▶ [TESTO DI LETTURA]
Il valore della rabbia. Non nasconderla o sopprimerla

Una delle più precoci fra le emozioni, insieme alla felicità e al dolore, intensa e ancestrale. Esiste e ha bisogno di essere riconosciuta, compresa e chiarita

Sempre più spesso capita di imbattersi in discorsi o articoli che trattano il tema delle emozioni e nello specifico di “gestione delle emozioni”. In particolare l’emozione che sembrerebbe meritare tale onorificenza è la rabbia in quanto impropriamente sinonimo dei concetti di aggressività e violenza. Questo breve articolo vuole avere un duplice obiettivo: restituire alla rabbia un ruolo positivo e raccontare la sua storia.

L’aggressività è, per definizione, un aspetto vitale dell’essere umano che si attiva quando ci sentiamo minacciati, quindi quando avvertiamo un pericolo. E non solo: infatti, insieme all’affettività, gli aspetti aggressivi ci caratterizzano perché senza di essi faremmo fatica a vivere le nostre giornate. La rabbia è storicamente (letteratura, storia, miti, religioni, ecc.) e simbolicamente (armi, grida, fuoco, sangue, ecc.) associata a figure potenti e autoritarie: l’ira funesta del Pelide Achille, l’Orlando furioso, l’ira di Dio solo per citarne alcuni. Arrabbiarsi è una condizione che si lega alla perdita del controllo in diverse situazioni ed è accompagnata sia da modificazioni fisiologiche come l’accelerazione del battito cardiaco e del respiro, l’aumento della tensione muscolare, la sensazione di calore e l’irrequietezza sia da modificazioni psicologiche. La rabbia costituisce una delle più precoci fra le emozioni, insieme alla felicità e al dolore. Sin da neonato, il bambino la manifesta attraverso l’espressione del viso e nelle vocalizzazioni e impara strategie per fare in modo che gli adulti di riferimento soddisfino i propri bisogni e desideri.

È fondamentale sottolineare che impariamo moltissimo attraverso le interazioni con le persone che si prendono cura di noi e dalle quali siamo dipendenti, strutturando così modelli di comportamento che successivamente riprodurremo. I più piccoli hanno bisogno di imparare come arrabbiarsi, sperimentando e osservando, e il luogo migliore dove farlo è l’ambiente familiare.  In questo modo, in età adulta, se le esperienze vissute nell’ambiente familiare sono state positive cioè in grado di esprimere relazioni “buone”, caratterizzate fra l’altro da accettazione e contenimento, possiamo affermare che l’aggressività e la rabbia acquisteranno una forma non violenta (“sana”), quindi la persona tenderà a funzionare nelle relazioni con rispetto e con la giusta energia. Al contrario, egli tenderà a stare nelle relazioni con una modalità infantile-rabbiosa dove potrebbe sperimentare rabbia e attribuire agli altri la responsabilità delle difficoltà incontrate. L’altro verrà vissuto come incapace di soddisfare i propri bisogni e quindi la rabbia provata verrà espressa nel distruggere e annientare sotto forma di violenza.

▶ [DATI DA UTILIZZARE]
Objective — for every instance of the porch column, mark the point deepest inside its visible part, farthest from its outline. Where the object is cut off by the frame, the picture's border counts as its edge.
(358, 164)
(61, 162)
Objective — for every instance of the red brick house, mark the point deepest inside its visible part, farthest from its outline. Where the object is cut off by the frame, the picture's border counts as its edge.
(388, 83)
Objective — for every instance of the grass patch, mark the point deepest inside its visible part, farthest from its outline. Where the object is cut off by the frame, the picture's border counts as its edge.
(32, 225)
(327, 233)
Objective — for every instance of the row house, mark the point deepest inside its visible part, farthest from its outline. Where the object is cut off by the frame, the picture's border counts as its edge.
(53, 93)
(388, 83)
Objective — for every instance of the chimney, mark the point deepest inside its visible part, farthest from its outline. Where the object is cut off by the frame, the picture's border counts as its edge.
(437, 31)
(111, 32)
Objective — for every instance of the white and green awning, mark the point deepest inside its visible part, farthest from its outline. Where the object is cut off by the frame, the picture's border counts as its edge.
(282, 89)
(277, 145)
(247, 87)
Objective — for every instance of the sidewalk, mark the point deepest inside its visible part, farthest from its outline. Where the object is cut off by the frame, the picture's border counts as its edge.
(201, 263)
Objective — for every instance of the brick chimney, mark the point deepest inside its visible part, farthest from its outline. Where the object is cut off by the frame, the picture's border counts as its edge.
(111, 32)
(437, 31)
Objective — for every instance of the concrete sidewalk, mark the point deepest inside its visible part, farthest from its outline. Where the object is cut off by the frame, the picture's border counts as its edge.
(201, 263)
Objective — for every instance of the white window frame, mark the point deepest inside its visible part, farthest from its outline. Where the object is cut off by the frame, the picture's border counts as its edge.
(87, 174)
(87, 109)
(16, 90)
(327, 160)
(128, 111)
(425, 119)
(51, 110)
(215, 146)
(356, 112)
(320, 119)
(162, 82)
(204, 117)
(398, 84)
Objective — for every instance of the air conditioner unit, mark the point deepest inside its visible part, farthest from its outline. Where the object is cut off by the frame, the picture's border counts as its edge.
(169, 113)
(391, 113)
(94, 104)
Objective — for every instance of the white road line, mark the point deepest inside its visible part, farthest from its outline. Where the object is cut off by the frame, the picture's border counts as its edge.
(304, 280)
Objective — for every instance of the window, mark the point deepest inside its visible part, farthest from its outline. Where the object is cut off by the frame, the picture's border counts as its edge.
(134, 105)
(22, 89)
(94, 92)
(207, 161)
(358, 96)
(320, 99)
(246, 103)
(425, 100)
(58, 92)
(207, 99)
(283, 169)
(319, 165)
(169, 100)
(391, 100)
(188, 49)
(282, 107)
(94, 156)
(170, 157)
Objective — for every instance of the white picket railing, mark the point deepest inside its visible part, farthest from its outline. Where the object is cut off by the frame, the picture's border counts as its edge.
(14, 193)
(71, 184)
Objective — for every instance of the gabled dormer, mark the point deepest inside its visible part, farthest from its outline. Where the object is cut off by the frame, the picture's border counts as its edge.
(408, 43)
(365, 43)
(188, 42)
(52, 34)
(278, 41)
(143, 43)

▶ [ELENCO DEI COMPITI]
a. Rispondi a queste domande sull'articolo sulla rabbia:
(i) Insieme a quali altre emozioni la rabbia è indicata come una delle più precoci?
(ii) Quale duplice obiettivo dichiara di avere l'articolo?
(iii) Qual è, secondo il testo, il luogo migliore in cui i più piccoli imparano come arrabbiarsi?
b. Filtra i record e riporta ogni riga che contiene la stringa "sidewalk", tenendo conto di maiuscole e minuscole.

▶ [RISPOSTE AI COMPITI]
a.
(i) La felicità e il dolore.
(ii) Restituire alla rabbia un ruolo positivo e raccontare la sua storia.
(iii) L'ambiente familiare.

b.
Objective — for every instance of the sidewalk, mark the point deepest inside its visible part, farthest from its outline. Where the object is cut off by the frame, the picture's border counts as its edge.
Objective — for every instance of the concrete sidewalk, mark the point deepest inside its visible part, farthest from its outline. Where the object is cut off by the frame, the picture's border counts as its edge.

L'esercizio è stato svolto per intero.